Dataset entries
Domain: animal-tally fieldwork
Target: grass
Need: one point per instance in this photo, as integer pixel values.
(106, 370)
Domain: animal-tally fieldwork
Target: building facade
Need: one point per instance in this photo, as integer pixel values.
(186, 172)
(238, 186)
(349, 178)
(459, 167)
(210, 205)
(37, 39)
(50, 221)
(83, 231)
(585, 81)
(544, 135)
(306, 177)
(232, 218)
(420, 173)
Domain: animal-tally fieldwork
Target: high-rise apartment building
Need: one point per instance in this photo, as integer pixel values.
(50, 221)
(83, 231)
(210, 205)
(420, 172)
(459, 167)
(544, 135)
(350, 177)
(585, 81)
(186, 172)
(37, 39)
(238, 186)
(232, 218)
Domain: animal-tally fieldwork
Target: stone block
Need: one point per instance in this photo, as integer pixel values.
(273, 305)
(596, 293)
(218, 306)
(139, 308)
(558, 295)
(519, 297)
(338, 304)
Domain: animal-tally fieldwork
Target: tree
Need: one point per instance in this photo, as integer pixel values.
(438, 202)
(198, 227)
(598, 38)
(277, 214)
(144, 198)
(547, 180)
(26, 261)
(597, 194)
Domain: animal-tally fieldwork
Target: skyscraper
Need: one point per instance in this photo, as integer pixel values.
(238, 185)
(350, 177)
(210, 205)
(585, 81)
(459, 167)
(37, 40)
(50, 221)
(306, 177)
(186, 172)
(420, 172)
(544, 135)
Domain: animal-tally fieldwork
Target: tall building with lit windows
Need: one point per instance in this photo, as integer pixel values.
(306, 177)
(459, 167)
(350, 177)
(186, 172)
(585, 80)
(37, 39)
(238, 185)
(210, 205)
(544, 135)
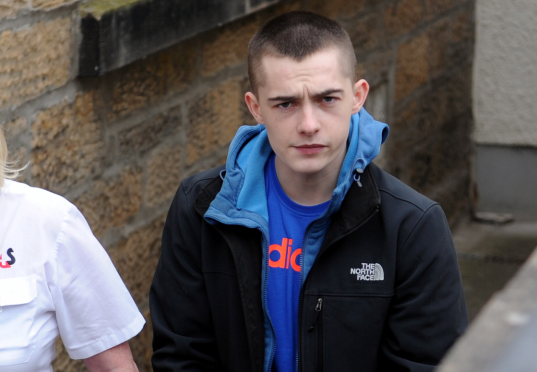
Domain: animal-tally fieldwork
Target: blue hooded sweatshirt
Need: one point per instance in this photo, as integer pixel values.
(242, 199)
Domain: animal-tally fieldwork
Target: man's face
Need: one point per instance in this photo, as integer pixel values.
(306, 107)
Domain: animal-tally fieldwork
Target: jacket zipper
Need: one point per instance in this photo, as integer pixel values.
(300, 302)
(265, 304)
(318, 325)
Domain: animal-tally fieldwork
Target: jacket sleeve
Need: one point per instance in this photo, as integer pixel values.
(428, 310)
(183, 335)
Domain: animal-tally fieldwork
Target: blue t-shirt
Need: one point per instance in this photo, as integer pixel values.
(287, 225)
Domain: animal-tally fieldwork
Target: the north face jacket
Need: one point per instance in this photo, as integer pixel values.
(382, 294)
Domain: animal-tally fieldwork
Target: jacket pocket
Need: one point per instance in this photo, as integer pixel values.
(17, 313)
(345, 334)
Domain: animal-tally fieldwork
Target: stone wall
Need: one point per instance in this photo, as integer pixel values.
(118, 145)
(504, 94)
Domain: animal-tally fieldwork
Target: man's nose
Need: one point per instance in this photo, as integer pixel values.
(309, 123)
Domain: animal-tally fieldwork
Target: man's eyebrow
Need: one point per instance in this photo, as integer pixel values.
(283, 98)
(327, 93)
(324, 93)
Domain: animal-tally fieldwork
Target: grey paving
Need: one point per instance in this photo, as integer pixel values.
(489, 255)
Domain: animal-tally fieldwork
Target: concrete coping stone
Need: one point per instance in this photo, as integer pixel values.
(503, 336)
(118, 32)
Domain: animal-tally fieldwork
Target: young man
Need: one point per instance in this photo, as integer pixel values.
(301, 255)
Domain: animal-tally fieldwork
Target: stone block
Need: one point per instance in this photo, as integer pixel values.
(339, 9)
(50, 4)
(402, 16)
(377, 67)
(227, 46)
(247, 118)
(67, 145)
(365, 34)
(439, 35)
(164, 172)
(463, 27)
(15, 127)
(34, 59)
(136, 257)
(213, 119)
(412, 69)
(112, 202)
(435, 8)
(360, 71)
(9, 8)
(177, 66)
(135, 87)
(148, 134)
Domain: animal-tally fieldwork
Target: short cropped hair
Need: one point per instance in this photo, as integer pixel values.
(298, 34)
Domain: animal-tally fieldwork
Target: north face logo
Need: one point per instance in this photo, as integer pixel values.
(6, 263)
(368, 272)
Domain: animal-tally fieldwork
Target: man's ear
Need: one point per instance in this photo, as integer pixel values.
(361, 89)
(253, 106)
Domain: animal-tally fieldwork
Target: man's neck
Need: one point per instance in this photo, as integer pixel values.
(305, 189)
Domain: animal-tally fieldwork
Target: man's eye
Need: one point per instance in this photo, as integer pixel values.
(285, 105)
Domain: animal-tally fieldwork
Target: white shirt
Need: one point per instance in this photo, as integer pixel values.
(55, 279)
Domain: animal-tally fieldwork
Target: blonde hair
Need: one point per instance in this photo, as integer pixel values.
(7, 170)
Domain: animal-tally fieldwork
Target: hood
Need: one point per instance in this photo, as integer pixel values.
(242, 198)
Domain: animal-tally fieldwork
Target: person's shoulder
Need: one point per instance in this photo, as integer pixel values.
(392, 188)
(194, 184)
(35, 197)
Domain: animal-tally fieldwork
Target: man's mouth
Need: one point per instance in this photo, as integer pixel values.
(310, 149)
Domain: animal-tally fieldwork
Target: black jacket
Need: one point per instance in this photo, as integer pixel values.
(206, 294)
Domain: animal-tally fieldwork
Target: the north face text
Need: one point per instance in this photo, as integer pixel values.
(368, 272)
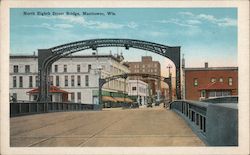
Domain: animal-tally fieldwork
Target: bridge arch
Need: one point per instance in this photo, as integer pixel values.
(103, 81)
(46, 57)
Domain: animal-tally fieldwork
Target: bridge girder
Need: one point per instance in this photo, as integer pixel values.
(46, 57)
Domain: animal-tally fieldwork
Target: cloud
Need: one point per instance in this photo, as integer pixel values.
(91, 24)
(49, 26)
(223, 22)
(63, 26)
(132, 25)
(182, 23)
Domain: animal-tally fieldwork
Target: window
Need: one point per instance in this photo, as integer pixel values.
(203, 93)
(27, 68)
(86, 80)
(14, 96)
(89, 68)
(78, 80)
(37, 81)
(72, 97)
(195, 82)
(226, 93)
(14, 81)
(30, 81)
(213, 79)
(20, 81)
(51, 80)
(57, 81)
(211, 94)
(66, 81)
(78, 68)
(230, 81)
(64, 68)
(72, 80)
(15, 69)
(79, 97)
(220, 79)
(56, 68)
(218, 93)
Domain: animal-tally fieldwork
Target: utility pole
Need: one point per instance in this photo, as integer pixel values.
(170, 84)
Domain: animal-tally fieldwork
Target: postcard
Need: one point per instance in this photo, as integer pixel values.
(116, 77)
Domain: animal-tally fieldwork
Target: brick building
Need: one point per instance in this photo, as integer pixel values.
(147, 66)
(209, 82)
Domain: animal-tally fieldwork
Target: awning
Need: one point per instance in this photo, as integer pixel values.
(108, 98)
(52, 89)
(128, 100)
(216, 86)
(121, 99)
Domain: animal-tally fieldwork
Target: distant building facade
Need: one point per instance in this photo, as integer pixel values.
(210, 82)
(78, 75)
(138, 90)
(148, 66)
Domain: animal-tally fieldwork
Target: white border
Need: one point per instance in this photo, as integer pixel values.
(243, 63)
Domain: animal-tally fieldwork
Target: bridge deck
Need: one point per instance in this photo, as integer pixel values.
(131, 127)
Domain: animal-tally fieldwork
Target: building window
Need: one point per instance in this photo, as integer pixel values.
(20, 81)
(72, 80)
(72, 97)
(203, 93)
(86, 80)
(79, 97)
(14, 81)
(66, 81)
(56, 68)
(195, 82)
(57, 81)
(15, 69)
(213, 79)
(51, 80)
(78, 80)
(89, 68)
(27, 68)
(221, 79)
(37, 81)
(230, 81)
(78, 68)
(211, 94)
(30, 81)
(14, 96)
(64, 68)
(133, 88)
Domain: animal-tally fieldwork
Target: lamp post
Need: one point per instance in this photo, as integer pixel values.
(170, 84)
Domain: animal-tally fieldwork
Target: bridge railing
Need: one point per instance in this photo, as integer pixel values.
(28, 108)
(215, 124)
(224, 99)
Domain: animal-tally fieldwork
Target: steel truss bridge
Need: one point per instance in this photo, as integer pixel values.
(126, 75)
(46, 57)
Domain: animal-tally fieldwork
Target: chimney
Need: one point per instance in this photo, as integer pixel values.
(206, 64)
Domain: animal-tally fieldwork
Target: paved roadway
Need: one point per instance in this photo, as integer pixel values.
(110, 127)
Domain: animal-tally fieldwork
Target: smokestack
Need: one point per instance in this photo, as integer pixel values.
(206, 64)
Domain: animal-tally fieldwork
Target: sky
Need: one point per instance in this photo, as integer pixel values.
(204, 34)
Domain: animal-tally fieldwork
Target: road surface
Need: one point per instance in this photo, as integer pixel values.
(110, 127)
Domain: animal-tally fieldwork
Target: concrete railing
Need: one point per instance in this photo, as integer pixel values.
(224, 99)
(215, 124)
(28, 108)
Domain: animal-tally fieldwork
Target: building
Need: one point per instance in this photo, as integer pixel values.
(209, 82)
(139, 91)
(148, 66)
(77, 74)
(56, 94)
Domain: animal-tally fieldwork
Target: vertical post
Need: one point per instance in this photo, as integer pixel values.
(124, 95)
(100, 92)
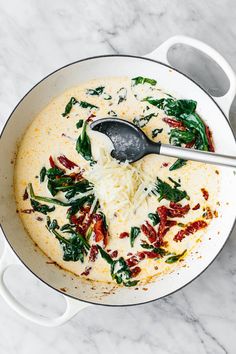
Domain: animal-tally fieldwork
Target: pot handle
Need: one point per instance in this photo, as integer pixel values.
(161, 54)
(72, 306)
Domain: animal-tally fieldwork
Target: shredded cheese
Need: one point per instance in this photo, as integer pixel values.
(120, 187)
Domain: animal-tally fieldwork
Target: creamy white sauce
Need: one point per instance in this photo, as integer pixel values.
(52, 134)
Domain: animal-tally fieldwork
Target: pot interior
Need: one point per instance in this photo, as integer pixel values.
(172, 82)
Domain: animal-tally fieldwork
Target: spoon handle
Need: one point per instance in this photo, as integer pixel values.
(196, 155)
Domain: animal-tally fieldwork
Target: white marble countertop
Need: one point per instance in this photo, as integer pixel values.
(38, 36)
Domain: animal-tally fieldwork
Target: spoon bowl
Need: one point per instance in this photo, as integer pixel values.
(131, 144)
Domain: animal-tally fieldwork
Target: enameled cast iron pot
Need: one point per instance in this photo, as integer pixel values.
(79, 293)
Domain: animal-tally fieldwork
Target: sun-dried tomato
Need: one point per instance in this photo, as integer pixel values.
(149, 231)
(124, 235)
(86, 271)
(132, 261)
(205, 193)
(162, 212)
(101, 233)
(190, 229)
(208, 213)
(177, 210)
(171, 223)
(93, 253)
(190, 145)
(135, 271)
(66, 162)
(113, 254)
(151, 254)
(196, 207)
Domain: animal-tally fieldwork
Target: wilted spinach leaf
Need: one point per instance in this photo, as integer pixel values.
(165, 191)
(83, 144)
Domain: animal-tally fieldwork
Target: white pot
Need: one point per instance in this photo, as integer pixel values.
(215, 112)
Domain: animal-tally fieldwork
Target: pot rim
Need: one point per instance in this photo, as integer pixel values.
(124, 56)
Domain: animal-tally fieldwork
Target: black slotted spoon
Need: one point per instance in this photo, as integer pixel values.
(131, 144)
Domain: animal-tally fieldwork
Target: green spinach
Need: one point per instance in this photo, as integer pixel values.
(69, 106)
(143, 120)
(79, 124)
(165, 191)
(120, 271)
(83, 145)
(42, 174)
(156, 131)
(95, 92)
(74, 248)
(175, 258)
(177, 164)
(41, 208)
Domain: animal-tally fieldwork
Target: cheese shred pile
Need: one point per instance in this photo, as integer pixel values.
(120, 187)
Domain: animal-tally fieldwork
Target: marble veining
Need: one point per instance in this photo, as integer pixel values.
(38, 36)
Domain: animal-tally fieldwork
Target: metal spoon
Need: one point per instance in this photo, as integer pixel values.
(130, 143)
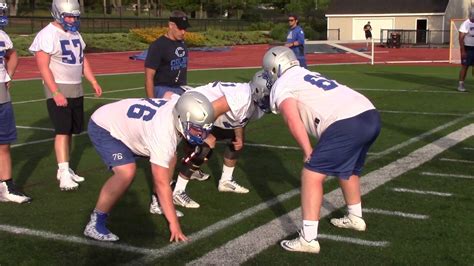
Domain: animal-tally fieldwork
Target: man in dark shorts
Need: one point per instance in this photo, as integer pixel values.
(59, 53)
(466, 45)
(166, 63)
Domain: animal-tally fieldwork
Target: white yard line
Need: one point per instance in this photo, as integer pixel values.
(103, 98)
(396, 213)
(424, 135)
(350, 240)
(448, 175)
(40, 141)
(244, 247)
(456, 160)
(422, 192)
(72, 239)
(36, 128)
(85, 94)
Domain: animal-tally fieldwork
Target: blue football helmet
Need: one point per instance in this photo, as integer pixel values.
(3, 13)
(260, 86)
(194, 117)
(66, 8)
(277, 60)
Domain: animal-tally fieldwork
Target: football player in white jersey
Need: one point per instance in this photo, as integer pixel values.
(59, 52)
(244, 100)
(345, 123)
(152, 128)
(8, 64)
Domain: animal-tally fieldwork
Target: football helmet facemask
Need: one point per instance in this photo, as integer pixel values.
(194, 117)
(3, 13)
(260, 87)
(277, 60)
(66, 8)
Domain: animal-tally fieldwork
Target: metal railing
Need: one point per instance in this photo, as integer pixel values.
(416, 37)
(30, 25)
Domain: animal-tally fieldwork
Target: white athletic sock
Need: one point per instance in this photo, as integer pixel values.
(355, 209)
(181, 184)
(227, 173)
(310, 230)
(63, 166)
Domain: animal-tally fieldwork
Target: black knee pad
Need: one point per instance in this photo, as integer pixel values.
(193, 160)
(231, 153)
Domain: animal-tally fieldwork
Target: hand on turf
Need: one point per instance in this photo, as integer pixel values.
(238, 143)
(176, 234)
(60, 100)
(97, 89)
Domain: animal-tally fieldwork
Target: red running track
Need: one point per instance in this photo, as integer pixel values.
(237, 56)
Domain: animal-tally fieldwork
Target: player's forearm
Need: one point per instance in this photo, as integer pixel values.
(88, 74)
(12, 62)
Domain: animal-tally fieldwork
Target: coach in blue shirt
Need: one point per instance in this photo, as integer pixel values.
(295, 39)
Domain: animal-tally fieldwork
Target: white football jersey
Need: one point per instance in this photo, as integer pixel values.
(239, 99)
(468, 27)
(67, 53)
(321, 101)
(5, 44)
(146, 126)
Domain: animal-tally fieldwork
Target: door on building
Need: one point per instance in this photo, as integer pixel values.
(421, 30)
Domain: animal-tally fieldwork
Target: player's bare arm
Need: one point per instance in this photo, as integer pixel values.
(42, 60)
(149, 74)
(289, 110)
(89, 75)
(161, 180)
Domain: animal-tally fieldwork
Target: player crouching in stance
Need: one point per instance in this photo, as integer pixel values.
(9, 59)
(145, 127)
(346, 124)
(243, 104)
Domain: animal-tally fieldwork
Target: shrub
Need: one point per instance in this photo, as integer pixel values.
(148, 35)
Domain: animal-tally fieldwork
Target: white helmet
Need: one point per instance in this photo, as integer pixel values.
(66, 8)
(3, 13)
(194, 116)
(277, 60)
(260, 88)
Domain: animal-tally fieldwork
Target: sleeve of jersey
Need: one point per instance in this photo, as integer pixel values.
(7, 40)
(153, 57)
(42, 43)
(278, 95)
(238, 102)
(300, 37)
(161, 152)
(464, 28)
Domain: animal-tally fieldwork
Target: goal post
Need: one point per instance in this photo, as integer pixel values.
(350, 51)
(454, 52)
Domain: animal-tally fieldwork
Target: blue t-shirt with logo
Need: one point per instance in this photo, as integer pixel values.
(170, 60)
(296, 34)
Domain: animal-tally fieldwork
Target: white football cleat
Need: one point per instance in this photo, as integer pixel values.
(65, 181)
(350, 221)
(231, 186)
(182, 199)
(91, 231)
(461, 88)
(199, 175)
(9, 192)
(75, 177)
(155, 207)
(300, 244)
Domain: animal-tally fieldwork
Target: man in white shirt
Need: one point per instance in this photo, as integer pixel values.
(466, 45)
(152, 128)
(345, 123)
(243, 106)
(59, 52)
(8, 64)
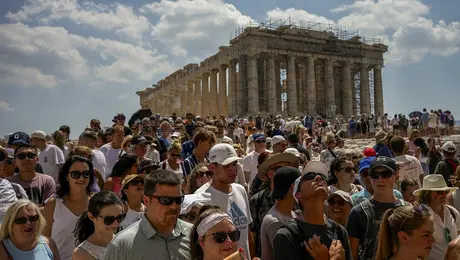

# [Problem to solve]
Gather each line of the listing above that contains the word "helmet".

# [Exercise answer]
Target: blue football helmet
Target: football helmet facemask
Target: white helmet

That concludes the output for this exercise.